◆ EJERCICIO PROPUESTO
Según el fragmento sobre el viaje en tren, ¿qué pregonaba el vendedor que subió en Ponferrada?

◆ FRAGMENTO SELECCIONADO
'''

19 de noviembre, sábado. En
Ponferrada subieron al tren un vendedor que pregonaba mantecadas de Astorga y
un mendigo que parecía escapado de una obra de Valle-Inclán. El mendigo recitó
una letanía larga e ininteligible y después pasó la mano ante las miradas
indiferentes y distantes de los viajeros. Fuera, al otro lado de la ventanilla,
montañas grises de carbón formaban pirámides con la escoria. Los ríos tiñen de
color oscuro sus aguas.
Avanza el tren entre una
garganta y el Sil que se vez en cuando se retrae en presas de hormigón y ofrece
una imagen de lago sucio y tranquilo. El cielo entoldado da una imagen de día
triste y apocado. El cielo está plomizo y compactado. Es un cielo uniforme sin
aristas de nubes que se columbran.
Entre bruscas que dejan gotas
de agua en los cristales de la ventanilla, por un momento apareció el sol y dejó
que se vean aldeas de piedra recostadas en la ladera, cercanas a la vía o junto
al río. En las estaciones suben y bajan hombres recios que llevan niños de la
mano. Y mujeres con cestos en el brazo.

'''

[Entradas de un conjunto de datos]
'''

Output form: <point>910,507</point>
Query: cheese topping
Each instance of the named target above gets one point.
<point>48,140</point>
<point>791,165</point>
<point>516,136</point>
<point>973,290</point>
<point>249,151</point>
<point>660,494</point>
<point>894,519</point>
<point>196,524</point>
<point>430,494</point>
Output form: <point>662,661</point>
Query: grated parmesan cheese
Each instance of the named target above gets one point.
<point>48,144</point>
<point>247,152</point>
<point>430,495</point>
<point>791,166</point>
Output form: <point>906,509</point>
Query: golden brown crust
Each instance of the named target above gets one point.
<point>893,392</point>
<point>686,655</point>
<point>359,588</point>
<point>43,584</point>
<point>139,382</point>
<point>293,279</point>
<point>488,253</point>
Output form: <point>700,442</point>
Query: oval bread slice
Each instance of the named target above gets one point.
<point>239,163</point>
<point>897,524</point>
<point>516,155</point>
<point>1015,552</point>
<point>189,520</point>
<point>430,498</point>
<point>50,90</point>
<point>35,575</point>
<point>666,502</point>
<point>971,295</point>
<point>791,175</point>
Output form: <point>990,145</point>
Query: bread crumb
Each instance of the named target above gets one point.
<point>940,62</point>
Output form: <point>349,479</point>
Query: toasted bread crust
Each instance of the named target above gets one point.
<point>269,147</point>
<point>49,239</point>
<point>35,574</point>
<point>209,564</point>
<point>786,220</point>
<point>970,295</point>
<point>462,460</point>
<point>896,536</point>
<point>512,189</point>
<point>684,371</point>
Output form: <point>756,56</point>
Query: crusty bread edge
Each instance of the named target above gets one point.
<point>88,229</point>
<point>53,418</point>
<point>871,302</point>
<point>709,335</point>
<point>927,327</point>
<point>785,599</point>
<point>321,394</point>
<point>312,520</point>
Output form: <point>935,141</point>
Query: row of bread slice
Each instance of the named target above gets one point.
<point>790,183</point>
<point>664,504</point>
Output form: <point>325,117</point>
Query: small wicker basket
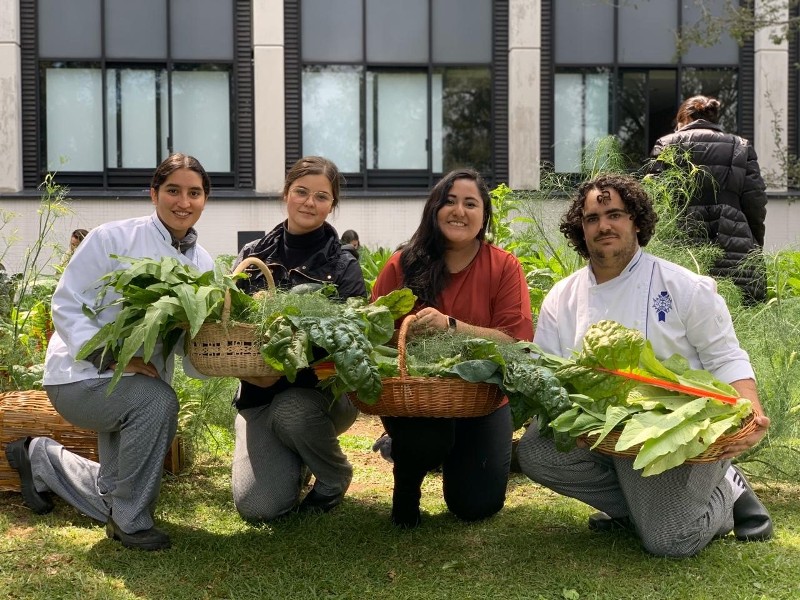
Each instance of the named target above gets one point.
<point>29,413</point>
<point>449,397</point>
<point>231,350</point>
<point>710,454</point>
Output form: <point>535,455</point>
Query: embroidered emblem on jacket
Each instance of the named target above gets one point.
<point>662,304</point>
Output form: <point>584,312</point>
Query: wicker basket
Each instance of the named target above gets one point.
<point>406,396</point>
<point>29,413</point>
<point>231,350</point>
<point>710,454</point>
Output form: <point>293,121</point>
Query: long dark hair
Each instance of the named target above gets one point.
<point>180,161</point>
<point>315,165</point>
<point>698,107</point>
<point>634,197</point>
<point>422,259</point>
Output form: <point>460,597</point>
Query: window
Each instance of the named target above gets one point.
<point>123,84</point>
<point>626,79</point>
<point>396,93</point>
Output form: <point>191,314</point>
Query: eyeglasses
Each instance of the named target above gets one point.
<point>301,194</point>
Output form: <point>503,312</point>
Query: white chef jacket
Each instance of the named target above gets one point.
<point>680,312</point>
<point>79,284</point>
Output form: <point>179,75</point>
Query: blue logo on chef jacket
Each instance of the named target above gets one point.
<point>662,304</point>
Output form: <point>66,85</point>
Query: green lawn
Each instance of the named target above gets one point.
<point>537,547</point>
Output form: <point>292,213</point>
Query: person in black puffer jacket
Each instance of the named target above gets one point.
<point>286,431</point>
<point>730,206</point>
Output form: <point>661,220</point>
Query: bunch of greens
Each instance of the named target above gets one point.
<point>158,300</point>
<point>339,339</point>
<point>616,382</point>
<point>523,376</point>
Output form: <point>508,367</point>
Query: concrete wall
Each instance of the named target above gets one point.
<point>10,99</point>
<point>383,222</point>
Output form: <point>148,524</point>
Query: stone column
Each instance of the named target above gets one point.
<point>10,99</point>
<point>268,100</point>
<point>524,83</point>
<point>771,99</point>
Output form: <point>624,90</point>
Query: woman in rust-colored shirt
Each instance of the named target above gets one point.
<point>462,282</point>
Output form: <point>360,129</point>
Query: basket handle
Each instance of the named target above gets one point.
<point>401,344</point>
<point>250,260</point>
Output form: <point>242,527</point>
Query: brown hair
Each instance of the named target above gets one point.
<point>698,107</point>
<point>180,161</point>
<point>422,259</point>
<point>634,197</point>
<point>315,165</point>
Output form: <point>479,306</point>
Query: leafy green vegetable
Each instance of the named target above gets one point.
<point>345,334</point>
<point>158,300</point>
<point>669,427</point>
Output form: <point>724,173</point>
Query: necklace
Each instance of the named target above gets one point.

'''

◆ RESPUESTA CORRECTA
Mantecadas de Astorga.